--- start of Information provided ---
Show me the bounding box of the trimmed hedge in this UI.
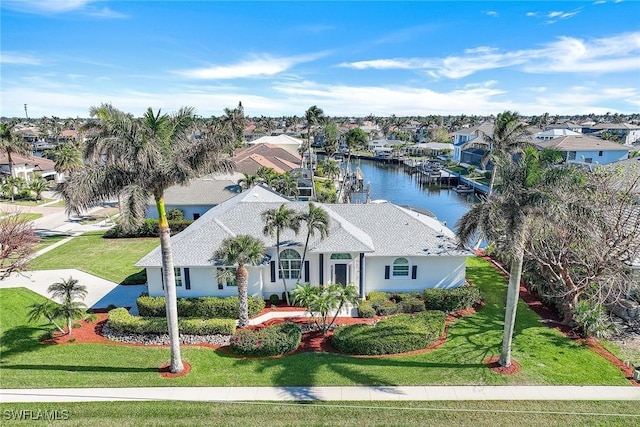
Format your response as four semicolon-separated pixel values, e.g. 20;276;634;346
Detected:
103;219;193;239
358;301;376;319
423;285;481;312
229;322;302;356
136;296;265;319
109;307;236;335
332;311;445;355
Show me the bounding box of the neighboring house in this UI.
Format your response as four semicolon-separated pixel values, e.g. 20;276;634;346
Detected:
534;128;581;141
453;122;493;166
230;143;301;175
247;133;304;157
136;186;472;298
146;173;242;219
535;135;631;165
589;123;640;145
0;153;59;182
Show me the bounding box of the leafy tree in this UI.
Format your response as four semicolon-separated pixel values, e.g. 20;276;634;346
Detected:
58;104;234;372
0;120;31;179
47;277;87;335
482;111;531;194
292;283;359;334
214;234;265;328
262;203;300;305
0;212;38;280
456;148;567;367
299;202;330;276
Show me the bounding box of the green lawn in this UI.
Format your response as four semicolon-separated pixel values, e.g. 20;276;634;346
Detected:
0;401;640;427
0;258;629;388
29;232;160;283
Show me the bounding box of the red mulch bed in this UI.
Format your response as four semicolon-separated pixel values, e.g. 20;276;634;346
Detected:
476;250;640;386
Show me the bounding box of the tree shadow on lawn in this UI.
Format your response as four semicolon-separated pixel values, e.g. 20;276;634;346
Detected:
2;365;158;374
0;326;51;360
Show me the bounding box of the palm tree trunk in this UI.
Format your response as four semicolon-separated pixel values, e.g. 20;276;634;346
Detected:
499;231;525;368
156;196;184;373
236;265;249;328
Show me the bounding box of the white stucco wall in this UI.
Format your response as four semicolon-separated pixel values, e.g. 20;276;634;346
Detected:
365;257;467;294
--- end of Information provided ---
(Instruction): Can you reproduce, word for word, the data above from the line with "Show me the bounding box of the red" up to and including the final line of the data?

(The answer):
Show me the bounding box of the red mulch bed in this UI.
Format your response as four semicolon-separated pixel values, e.g. 20;276;634;346
Detected:
476;250;640;386
Show me the bounding box of the tree shadow on lawn in this UI.
Format your response as four semicolon-separated pixel values, e.g. 20;276;634;346
Detected:
2;365;158;374
0;326;51;360
Show me the bounding box of the palm tree trunk in this UI.
Format your response as four semicolon-separated pixel values, e.g. 20;276;634;346
Detected:
499;231;525;368
156;196;184;373
236;265;249;328
Show me the bounding box of the white stucco wall in this UI.
Format your response as four semicolon-separated pixel values, e.g. 20;276;634;346
Detected:
365;257;467;294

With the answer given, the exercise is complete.